=== Предложенный отрывок ===

Среди булыжника оцепенели
Узорная турецкая плита
И угол византийской капители.
Каких последов в этой почве нет
Для археолога и нумизмата,
От римских блях и эллинских монет
До пуговицы русского солдата, —

писал о Феодосии Максимилиан Волошин. Он этим летом жил рядом с нами в своем Коктебеле. Большой поэт, прозорливец, имевший мужество в своих стихах говорить неприкрашенную апокалиптическую правду об ужасах, происходящих вокруг. В борьбе белых и красных он старался быть беспристрастным.

А я стою один меж них
В ужасном пламени и дыме,
И всеми силами своими
Молюсь за тех и за других, —

писал он в 1920 году.

Он не уехал из Крыма и не покинул Россию. Умер, как это ни странно, несмотря на все им написанное и говоренное, своей смертью в 1932 году (страшный год небывалого голода на Украине) на койке феодосиевского госпиталя.

Если говорить о поэтах, то я хотел бы упомянуть еще о двух, оказавшихся тем летом в Феодосии. Осип Мандельштам, он в те годы скорее примыкал к большевикам, и по какой-то трагической для него ошибке, радовался их победам и ожидал их прихода. Он даже за это был добровольцами арестован, но, отсидев несколько дней, был выпущен на свободу. Много позднее он опять был арестован, но теперь уже большевиками. Эти его не выпустили, а запрятали в один из многочисленных концлагерей, где он, несчастный, и погиб.

Второй — Илья Эренбург. Он тоже в то время, спасаясь от большевиков, оказался в Феодосии. В те годы он был антикоммунистом и, подражая Волошину, писал стихи о «Святой Руси». (Этих стихов вы, конечно, не найдете в полном собрании его сочинений, вышедшем в СССР.) Вместе с Добровольческой армией он эвакуировался из Крыма. Испробовав в Берлине полуголодную жизнь эмигрантского писателя, он, как это тогда называлось, «сменил вехи», т. е. вернулся с повинной в Советский Союз. Дальнейшая судьба его всем известна. Справедливости ради, надо все-таки отметить, что у него в Советском Союзе бывали как бы приступы угрызения совести и он иногда бывал либеральней, чем это требовалось от советского писателя.

Все это к моей жизни в Феодосии прямого отношения не имеет. Тогда я поэтами не интересовался и читать стихи считал ниже своего достоинства. Знакомых у меня в Феодосии не было, за исключением семьи нашего полкового адъютанта. Она ютилась в товарном вагоне на станции, на комнату в городе средств не было. Они очень нуждались, ведь семьи белых офицеров были совершенно необеспечены. И тем не менее, зная, что нас плохо кормят и что я всегда голодный, у них неизменно находился лишний кусок чего-нибудь, чтобы угостить меня.

===

Суть задания -
Перепишите дословно из отрывка о Феодосии всё, начиная со слов «Среди булыжника оцепенели» и вплоть до слов «старался быть беспристрастным.». Приведенные далее позиции с этим отрывком никак не связаны.

=== Перечень данных ===

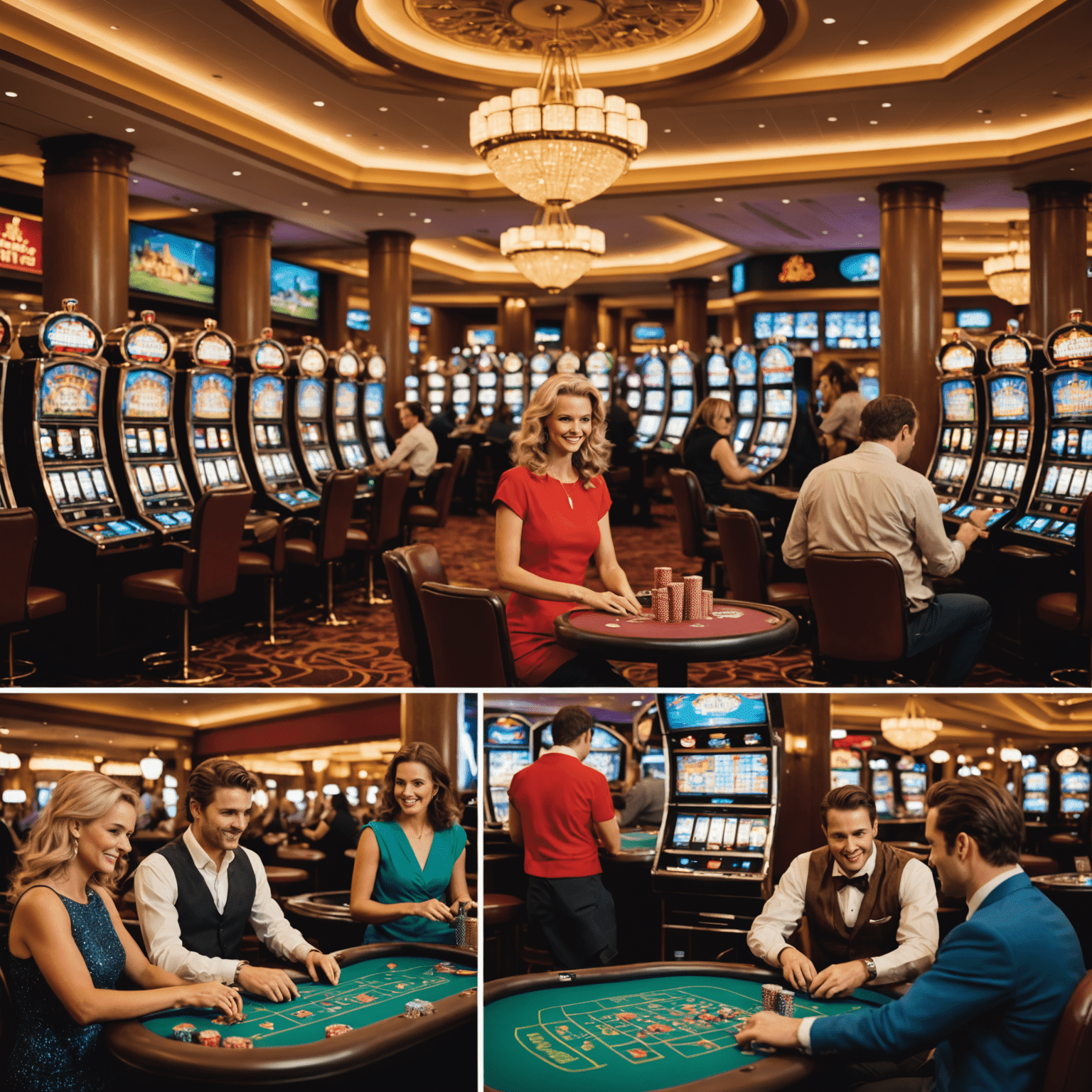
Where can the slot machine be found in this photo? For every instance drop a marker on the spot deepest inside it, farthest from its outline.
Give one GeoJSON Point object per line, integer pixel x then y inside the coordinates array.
{"type": "Point", "coordinates": [1065, 471]}
{"type": "Point", "coordinates": [745, 374]}
{"type": "Point", "coordinates": [960, 364]}
{"type": "Point", "coordinates": [205, 413]}
{"type": "Point", "coordinates": [262, 415]}
{"type": "Point", "coordinates": [770, 444]}
{"type": "Point", "coordinates": [1012, 429]}
{"type": "Point", "coordinates": [507, 751]}
{"type": "Point", "coordinates": [143, 446]}
{"type": "Point", "coordinates": [61, 466]}
{"type": "Point", "coordinates": [375, 376]}
{"type": "Point", "coordinates": [653, 399]}
{"type": "Point", "coordinates": [309, 391]}
{"type": "Point", "coordinates": [717, 375]}
{"type": "Point", "coordinates": [515, 385]}
{"type": "Point", "coordinates": [714, 859]}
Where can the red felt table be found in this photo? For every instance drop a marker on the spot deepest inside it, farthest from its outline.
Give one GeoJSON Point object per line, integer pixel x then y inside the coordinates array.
{"type": "Point", "coordinates": [743, 631]}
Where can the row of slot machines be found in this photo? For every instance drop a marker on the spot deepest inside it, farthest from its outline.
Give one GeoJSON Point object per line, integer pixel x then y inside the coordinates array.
{"type": "Point", "coordinates": [1016, 433]}
{"type": "Point", "coordinates": [112, 437]}
{"type": "Point", "coordinates": [475, 381]}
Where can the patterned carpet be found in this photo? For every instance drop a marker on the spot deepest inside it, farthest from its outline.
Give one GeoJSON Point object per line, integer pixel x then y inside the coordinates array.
{"type": "Point", "coordinates": [366, 654]}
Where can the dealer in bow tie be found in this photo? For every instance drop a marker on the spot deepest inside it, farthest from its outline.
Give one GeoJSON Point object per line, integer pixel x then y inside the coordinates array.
{"type": "Point", "coordinates": [872, 910]}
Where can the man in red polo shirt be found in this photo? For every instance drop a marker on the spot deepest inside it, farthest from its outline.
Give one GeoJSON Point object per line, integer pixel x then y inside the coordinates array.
{"type": "Point", "coordinates": [560, 810]}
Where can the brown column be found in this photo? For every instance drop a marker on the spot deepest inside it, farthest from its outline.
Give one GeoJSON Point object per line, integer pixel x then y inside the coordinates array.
{"type": "Point", "coordinates": [911, 303]}
{"type": "Point", "coordinates": [433, 719]}
{"type": "Point", "coordinates": [581, 323]}
{"type": "Point", "coordinates": [517, 330]}
{"type": "Point", "coordinates": [244, 252]}
{"type": "Point", "coordinates": [390, 285]}
{"type": "Point", "coordinates": [1057, 235]}
{"type": "Point", "coordinates": [333, 309]}
{"type": "Point", "coordinates": [85, 225]}
{"type": "Point", "coordinates": [692, 311]}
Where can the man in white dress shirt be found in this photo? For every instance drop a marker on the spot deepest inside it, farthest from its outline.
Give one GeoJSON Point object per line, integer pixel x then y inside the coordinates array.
{"type": "Point", "coordinates": [872, 910]}
{"type": "Point", "coordinates": [196, 896]}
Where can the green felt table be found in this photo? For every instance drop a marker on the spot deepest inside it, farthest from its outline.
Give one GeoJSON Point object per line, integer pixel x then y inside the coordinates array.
{"type": "Point", "coordinates": [639, 1029]}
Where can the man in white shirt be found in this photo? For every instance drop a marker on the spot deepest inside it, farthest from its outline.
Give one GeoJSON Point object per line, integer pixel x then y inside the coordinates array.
{"type": "Point", "coordinates": [417, 444]}
{"type": "Point", "coordinates": [869, 500]}
{"type": "Point", "coordinates": [872, 910]}
{"type": "Point", "coordinates": [196, 896]}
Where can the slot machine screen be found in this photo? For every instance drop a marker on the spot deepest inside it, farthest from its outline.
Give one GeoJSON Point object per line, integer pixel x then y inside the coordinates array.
{"type": "Point", "coordinates": [69, 390]}
{"type": "Point", "coordinates": [146, 395]}
{"type": "Point", "coordinates": [958, 397]}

===

Письменный ответ -
Среди булыжника оцепенели
Узорная турецкая плита
И угол византийской капители.
Каких последов в этой почве нет
Для археолога и нумизмата,
От римских блях и эллинских монет
До пуговицы русского солдата, —

писал о Феодосии Максимилиан Волошин. Он этим летом жил рядом с нами в своем Коктебеле. Большой поэт, прозорливец, имевший мужество в своих стихах говорить неприкрашенную апокалиптическую правду об ужасах, происходящих вокруг. В борьбе белых и красных он старался быть беспристрастным.